**DIRECTIONS**
Please find each line in the records below that contains the word "point", and copy those lines out in full.

** START OF EXTRACTED INFORMATION **

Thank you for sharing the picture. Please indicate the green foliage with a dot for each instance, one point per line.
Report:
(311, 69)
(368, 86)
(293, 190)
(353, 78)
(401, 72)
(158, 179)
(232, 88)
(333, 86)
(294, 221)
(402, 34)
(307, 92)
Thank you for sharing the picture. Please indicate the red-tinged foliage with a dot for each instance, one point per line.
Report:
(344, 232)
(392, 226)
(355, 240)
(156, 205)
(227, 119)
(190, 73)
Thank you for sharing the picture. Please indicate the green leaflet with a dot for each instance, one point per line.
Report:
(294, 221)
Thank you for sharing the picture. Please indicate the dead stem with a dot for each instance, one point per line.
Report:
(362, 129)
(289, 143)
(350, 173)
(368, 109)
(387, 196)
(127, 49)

** END OF EXTRACTED INFORMATION **
** START OF EXTRACTED INFORMATION **

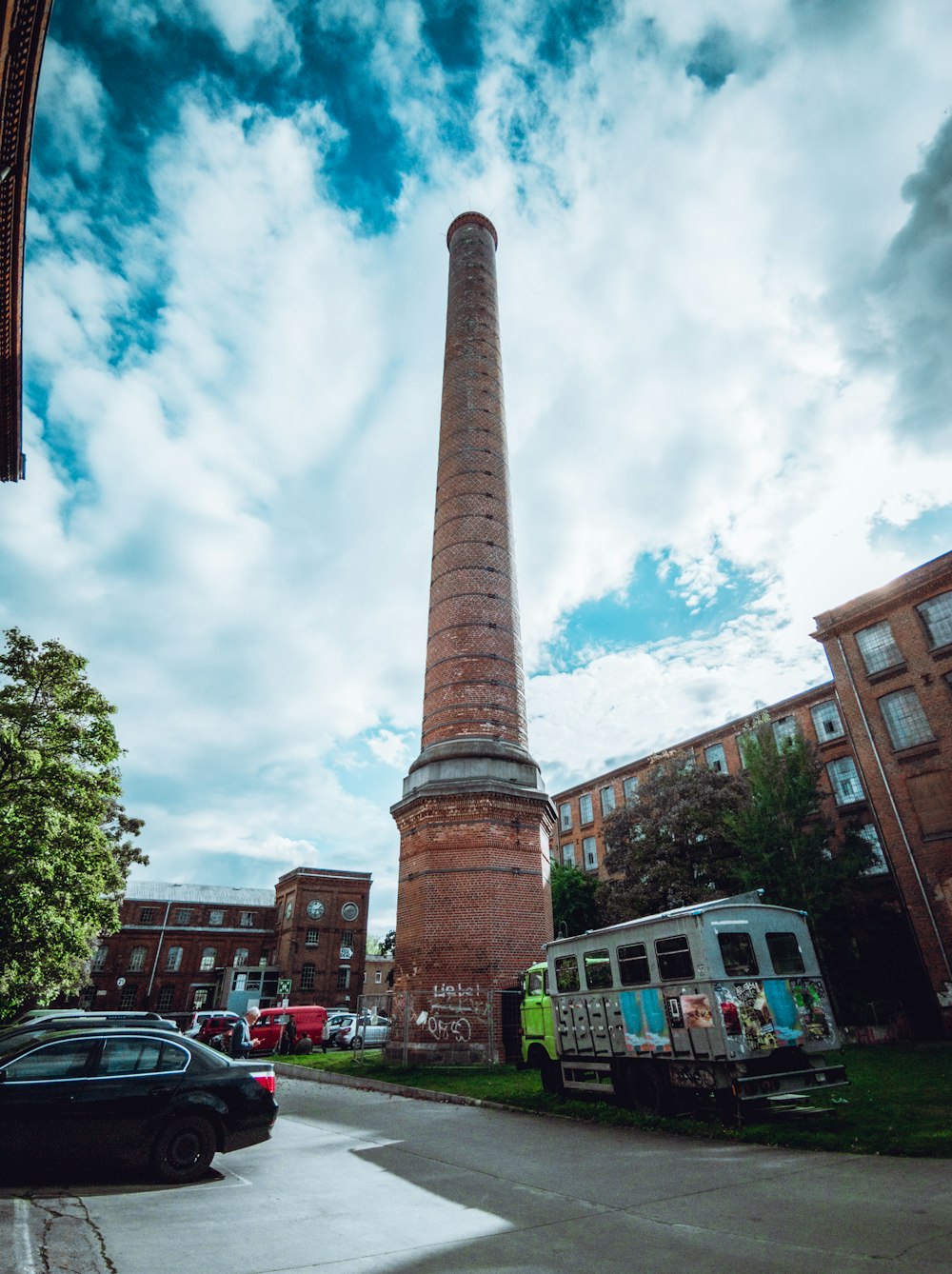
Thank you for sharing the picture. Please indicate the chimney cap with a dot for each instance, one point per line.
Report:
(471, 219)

** END OF EXTRACTED INFORMATION **
** START OF EXTRACTED INFORMATION **

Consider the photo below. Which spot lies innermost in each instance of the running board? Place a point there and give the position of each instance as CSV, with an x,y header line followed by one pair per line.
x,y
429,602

** END OF EXTRACTED INFORMATION **

**EXPECTED OUTPUT**
Thank you for sharing the picture. Please indicate the green foliage with a dot for each instance, one point per line.
Thank you for sharing the picture. Please indicate the red-tinged foliage with a dot for each instance, one point per line.
Thank you for sharing the picture. Please indicate the green leaflet with a dot for each instance, one point per line.
Thank you for sharing the picture. Please indicate the dead stem with a dot for each instance, one point per line.
Thank you for sharing the picture. Please indicate the chimney cap with a dot for each instance, one point per line.
Consider the photo below. Which spot lies innermost in each instance of the running board? Place a point there and give the position of each instance as CSV, with an x,y header line followed by one pair per line.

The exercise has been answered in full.